▶ **Exercise goal**: Report each line of the data that has "building" somewhere in it.

Photo-based referring expression data
>>>

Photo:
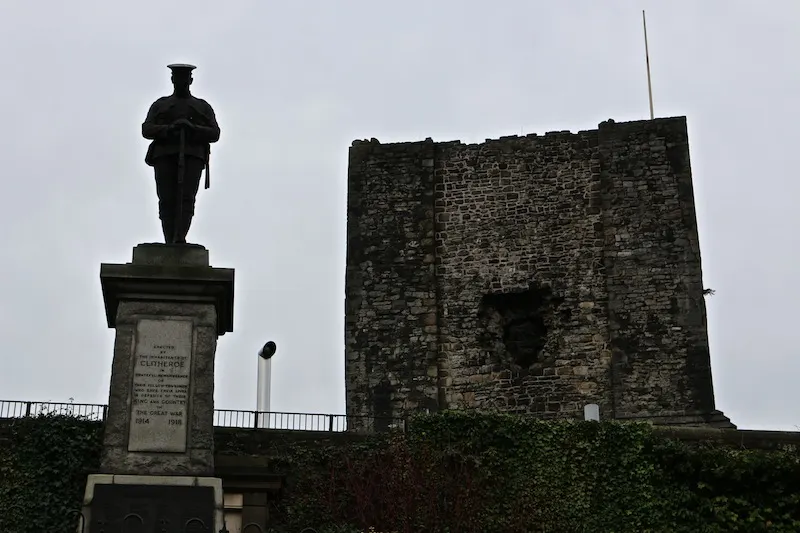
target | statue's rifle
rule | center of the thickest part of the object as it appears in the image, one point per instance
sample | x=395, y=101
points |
x=181, y=171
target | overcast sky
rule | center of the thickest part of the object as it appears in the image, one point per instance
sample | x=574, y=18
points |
x=293, y=83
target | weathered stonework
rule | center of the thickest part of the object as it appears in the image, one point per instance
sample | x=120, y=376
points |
x=157, y=424
x=528, y=274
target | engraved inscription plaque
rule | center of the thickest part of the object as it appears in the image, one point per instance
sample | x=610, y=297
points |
x=161, y=377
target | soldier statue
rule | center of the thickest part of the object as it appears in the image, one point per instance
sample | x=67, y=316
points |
x=182, y=128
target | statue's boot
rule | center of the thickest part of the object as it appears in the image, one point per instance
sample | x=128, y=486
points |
x=183, y=230
x=169, y=232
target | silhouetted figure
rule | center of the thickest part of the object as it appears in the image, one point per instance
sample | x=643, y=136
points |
x=182, y=128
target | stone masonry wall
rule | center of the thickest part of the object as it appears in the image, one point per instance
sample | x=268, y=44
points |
x=520, y=218
x=658, y=316
x=390, y=316
x=567, y=271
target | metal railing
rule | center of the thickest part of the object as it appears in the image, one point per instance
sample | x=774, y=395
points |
x=19, y=409
x=227, y=418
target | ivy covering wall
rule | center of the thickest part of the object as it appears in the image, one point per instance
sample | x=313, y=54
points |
x=44, y=462
x=453, y=473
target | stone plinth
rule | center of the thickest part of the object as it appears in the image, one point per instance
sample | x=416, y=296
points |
x=137, y=503
x=168, y=307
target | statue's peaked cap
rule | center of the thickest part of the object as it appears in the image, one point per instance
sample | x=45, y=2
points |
x=181, y=68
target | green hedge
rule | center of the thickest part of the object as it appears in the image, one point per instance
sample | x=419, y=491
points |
x=44, y=462
x=468, y=472
x=456, y=472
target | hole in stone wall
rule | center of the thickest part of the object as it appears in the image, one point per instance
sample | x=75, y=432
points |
x=516, y=324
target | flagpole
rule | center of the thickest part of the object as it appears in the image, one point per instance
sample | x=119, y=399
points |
x=647, y=59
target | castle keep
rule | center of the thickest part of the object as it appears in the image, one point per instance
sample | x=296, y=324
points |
x=530, y=274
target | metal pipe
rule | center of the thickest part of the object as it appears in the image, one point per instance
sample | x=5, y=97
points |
x=264, y=383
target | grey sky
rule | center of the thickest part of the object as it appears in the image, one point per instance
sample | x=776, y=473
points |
x=293, y=83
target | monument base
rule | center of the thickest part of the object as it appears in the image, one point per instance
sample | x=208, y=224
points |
x=152, y=503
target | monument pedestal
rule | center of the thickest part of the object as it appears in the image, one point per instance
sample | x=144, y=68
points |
x=168, y=307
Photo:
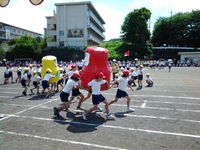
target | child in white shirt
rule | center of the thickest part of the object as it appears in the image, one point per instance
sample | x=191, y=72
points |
x=97, y=97
x=121, y=91
x=149, y=80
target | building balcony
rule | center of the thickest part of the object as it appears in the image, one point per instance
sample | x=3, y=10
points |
x=96, y=30
x=94, y=39
x=94, y=18
x=51, y=44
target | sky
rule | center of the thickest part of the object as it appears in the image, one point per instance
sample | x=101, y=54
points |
x=23, y=14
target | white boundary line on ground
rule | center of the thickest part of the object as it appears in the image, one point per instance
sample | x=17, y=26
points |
x=144, y=104
x=113, y=127
x=60, y=140
x=29, y=108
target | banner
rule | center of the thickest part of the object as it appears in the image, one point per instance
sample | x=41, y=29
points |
x=127, y=53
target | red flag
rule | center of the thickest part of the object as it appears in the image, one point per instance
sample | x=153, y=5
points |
x=127, y=53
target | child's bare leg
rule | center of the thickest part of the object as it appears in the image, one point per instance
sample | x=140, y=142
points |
x=113, y=101
x=92, y=109
x=106, y=106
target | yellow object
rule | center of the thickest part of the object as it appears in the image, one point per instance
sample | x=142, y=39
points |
x=49, y=63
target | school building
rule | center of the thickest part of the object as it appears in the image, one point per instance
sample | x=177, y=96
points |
x=8, y=31
x=75, y=24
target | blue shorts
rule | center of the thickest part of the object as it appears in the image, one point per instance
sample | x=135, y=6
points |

<<<

▶ **Result of the exercise**:
target | building balcony
target | school building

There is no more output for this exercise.